◆ **PROBLEM TO WORK ON**
I need the lines below from the one with "Referring to the" down to the one with "The expected format" reproduced exactly, both ends included, and nothing else.

◆ **DATA PROVIDED**
################

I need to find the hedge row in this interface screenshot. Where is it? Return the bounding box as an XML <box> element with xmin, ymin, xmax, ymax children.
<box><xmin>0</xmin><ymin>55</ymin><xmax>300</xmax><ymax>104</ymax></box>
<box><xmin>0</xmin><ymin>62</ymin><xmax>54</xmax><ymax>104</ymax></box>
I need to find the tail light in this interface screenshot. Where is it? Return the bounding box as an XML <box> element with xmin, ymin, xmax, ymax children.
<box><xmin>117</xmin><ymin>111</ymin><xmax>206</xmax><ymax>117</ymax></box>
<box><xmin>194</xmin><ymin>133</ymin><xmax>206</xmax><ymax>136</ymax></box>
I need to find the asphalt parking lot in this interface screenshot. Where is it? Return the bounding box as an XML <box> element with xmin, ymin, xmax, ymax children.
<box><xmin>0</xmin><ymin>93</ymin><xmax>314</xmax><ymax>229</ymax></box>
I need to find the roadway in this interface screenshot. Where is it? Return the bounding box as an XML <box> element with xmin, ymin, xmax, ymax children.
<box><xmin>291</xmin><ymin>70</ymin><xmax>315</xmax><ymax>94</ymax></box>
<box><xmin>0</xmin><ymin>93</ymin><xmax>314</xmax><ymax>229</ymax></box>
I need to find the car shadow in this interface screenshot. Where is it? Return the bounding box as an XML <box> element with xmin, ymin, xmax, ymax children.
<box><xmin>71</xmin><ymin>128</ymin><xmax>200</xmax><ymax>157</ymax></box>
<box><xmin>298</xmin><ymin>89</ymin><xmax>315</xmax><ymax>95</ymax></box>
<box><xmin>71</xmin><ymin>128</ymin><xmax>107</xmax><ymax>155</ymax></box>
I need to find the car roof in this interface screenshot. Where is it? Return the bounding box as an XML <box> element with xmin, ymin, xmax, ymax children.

################

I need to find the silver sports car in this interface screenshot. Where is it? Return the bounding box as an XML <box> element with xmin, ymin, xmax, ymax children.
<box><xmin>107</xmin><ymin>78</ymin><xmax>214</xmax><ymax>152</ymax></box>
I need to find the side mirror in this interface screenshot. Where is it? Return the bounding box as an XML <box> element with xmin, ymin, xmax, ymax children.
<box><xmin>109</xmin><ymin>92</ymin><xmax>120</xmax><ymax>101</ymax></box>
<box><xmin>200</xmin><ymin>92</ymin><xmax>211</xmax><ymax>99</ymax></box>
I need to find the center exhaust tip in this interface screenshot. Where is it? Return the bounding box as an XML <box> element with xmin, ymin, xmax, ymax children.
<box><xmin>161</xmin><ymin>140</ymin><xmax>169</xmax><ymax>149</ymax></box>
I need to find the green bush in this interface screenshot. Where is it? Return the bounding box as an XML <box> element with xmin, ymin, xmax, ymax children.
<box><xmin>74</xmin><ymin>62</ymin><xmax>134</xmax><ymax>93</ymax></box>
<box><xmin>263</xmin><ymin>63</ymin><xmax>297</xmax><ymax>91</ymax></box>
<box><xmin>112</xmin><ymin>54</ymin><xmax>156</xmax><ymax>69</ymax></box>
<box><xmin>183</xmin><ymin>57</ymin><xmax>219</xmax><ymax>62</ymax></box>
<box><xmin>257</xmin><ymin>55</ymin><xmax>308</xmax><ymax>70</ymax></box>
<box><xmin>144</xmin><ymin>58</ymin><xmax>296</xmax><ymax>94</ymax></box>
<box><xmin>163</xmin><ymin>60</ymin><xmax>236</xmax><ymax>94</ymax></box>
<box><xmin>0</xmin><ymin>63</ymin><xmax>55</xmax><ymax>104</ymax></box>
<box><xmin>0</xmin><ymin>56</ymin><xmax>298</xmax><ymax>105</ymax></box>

################

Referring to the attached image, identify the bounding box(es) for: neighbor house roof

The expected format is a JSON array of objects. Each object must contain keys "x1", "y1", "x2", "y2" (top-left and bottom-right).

################

◆ **TASK OUTPUT**
Referring to the attached image, identify the bounding box(es) for: neighbor house roof

The expected format is a JSON array of objects. Each object must contain keys "x1", "y1", "x2", "y2" (top-left and bottom-right).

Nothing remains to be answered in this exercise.